Directions –
a - Check whether each statement agrees with the film-music extract: (i) the underscore of Truly, Madly, Deeply is prominent and easy to hear; (ii) the extract holds that pre-existing music can serve the story better than a score composed for it; (iii) an earlier version of the paper was presented in Salford in 1995. Answer yes or no for each, and quote the deciding words.
b - Please reproduce word for word the part of the film-music extract between "An earlier version" and "on previous drafts.", inclusive.

Page extract –
Truly, Madly, Deeply is not a musical in ordinary terms, but neither would the music be recognized as a classical film score. The underscore is so transparent it is almost invisible (or rather inaudible), lightly eliding scenes and providing a symbolism that can only truly be decoded by those with musical knowledge – although whether they recognize it or not, the impact will be felt by anyone who has lived in contact with western music, since the symbolism plays on such basic musical grammar. More overt expression is taken over by music written for other purposes. Despite the protests of some film music composers, fans and scholars who feel that music must be written for a specific purpose to carry out its function adequately, this film reveals beautifully how pre-existing music can serve a story better than some Romantically conceived, organically composed film score. The narrative needs the weight of recognizable music, cultural baggage intact, to produce the impact that it does. This composite score rises above the level of motives and harmony, even rhythm and orchestration; it is composed of histories – musical, cultural, and personal – and thus has a resonance that no single composer could ever hope to achieve.

An earlier version of this paper was presented at the First Critical Musicology Conference in Salford, England, on 1 April 1995. I would like to thank Jeanice Brooks, Bill Marshall, and Victoria Vaughan for their thoughtful comments on previous drafts.

Data provided –
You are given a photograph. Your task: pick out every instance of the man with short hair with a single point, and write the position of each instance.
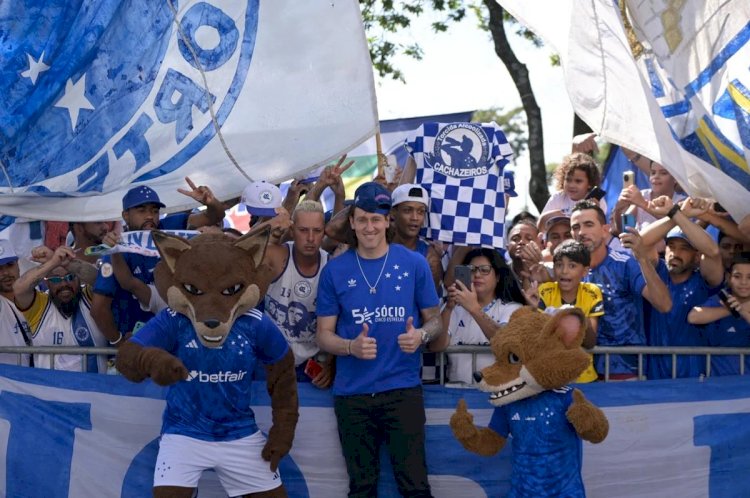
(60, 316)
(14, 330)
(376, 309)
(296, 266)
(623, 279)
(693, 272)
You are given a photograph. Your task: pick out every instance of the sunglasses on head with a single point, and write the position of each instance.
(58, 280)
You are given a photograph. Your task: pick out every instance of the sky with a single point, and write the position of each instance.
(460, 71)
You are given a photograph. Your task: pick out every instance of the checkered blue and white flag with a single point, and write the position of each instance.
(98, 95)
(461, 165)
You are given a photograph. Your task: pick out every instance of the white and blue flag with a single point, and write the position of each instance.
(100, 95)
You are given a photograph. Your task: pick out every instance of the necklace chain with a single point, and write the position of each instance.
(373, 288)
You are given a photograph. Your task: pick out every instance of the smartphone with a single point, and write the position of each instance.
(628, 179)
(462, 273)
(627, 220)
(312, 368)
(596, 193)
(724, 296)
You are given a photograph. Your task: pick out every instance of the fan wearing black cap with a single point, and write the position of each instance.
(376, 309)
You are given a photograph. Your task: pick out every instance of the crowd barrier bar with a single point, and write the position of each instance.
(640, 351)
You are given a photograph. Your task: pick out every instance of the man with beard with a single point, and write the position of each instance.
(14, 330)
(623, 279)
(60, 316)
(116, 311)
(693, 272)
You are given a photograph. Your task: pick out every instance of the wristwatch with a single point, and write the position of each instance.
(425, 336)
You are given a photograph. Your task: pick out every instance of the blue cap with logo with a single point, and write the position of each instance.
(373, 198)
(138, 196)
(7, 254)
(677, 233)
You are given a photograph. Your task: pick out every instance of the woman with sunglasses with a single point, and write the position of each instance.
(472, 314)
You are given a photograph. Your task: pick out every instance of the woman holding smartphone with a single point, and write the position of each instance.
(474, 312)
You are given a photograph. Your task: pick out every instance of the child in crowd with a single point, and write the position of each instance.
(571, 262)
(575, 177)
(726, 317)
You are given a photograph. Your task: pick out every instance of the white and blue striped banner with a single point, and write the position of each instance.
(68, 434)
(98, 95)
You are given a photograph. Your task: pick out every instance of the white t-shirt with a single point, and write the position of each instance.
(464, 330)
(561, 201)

...

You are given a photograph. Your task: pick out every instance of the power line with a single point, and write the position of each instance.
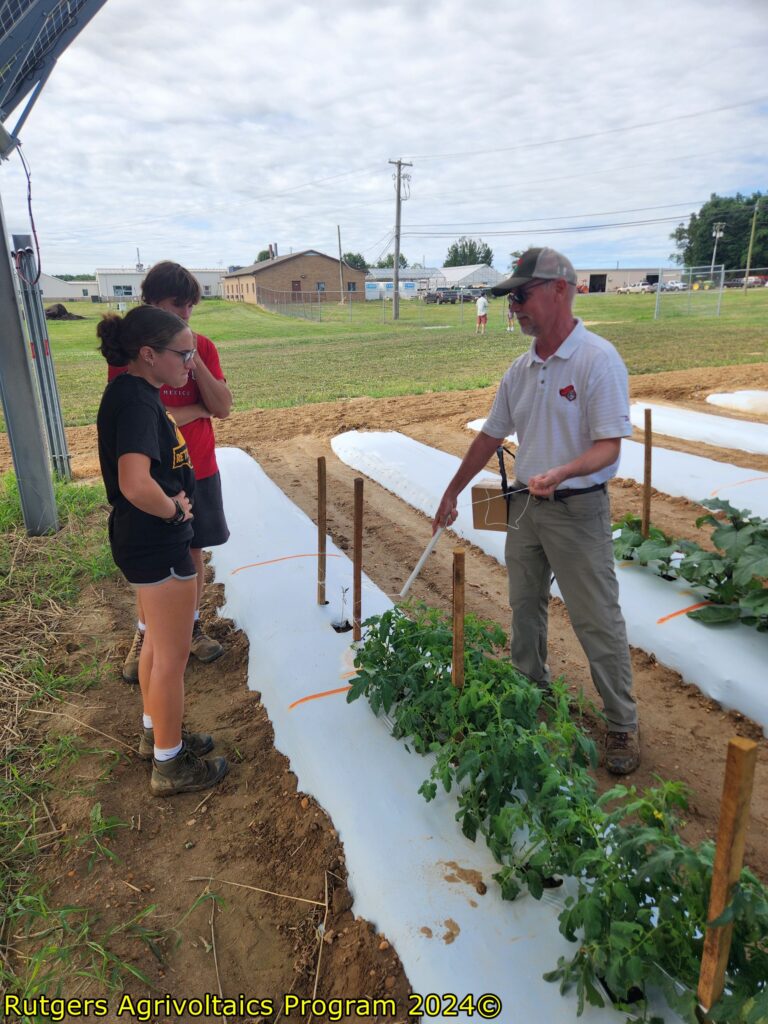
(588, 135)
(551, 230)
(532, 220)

Task-by-task outputs –
a -
(i) No: "The underscore is so transparent it is almost invisible (or rather inaudible)"
(ii) Yes: "this film reveals beautifully how pre-existing music can serve a story better than some Romantically conceived, organically composed film score"
(iii) Yes: "presented at the First Critical Musicology Conference in Salford, England, on 1 April 1995"

b -
An earlier version of this paper was presented at the First Critical Musicology Conference in Salford, England, on 1 April 1995. I would like to thank Jeanice Brooks, Bill Marshall, and Victoria Vaughan for their thoughtful comments on previous drafts.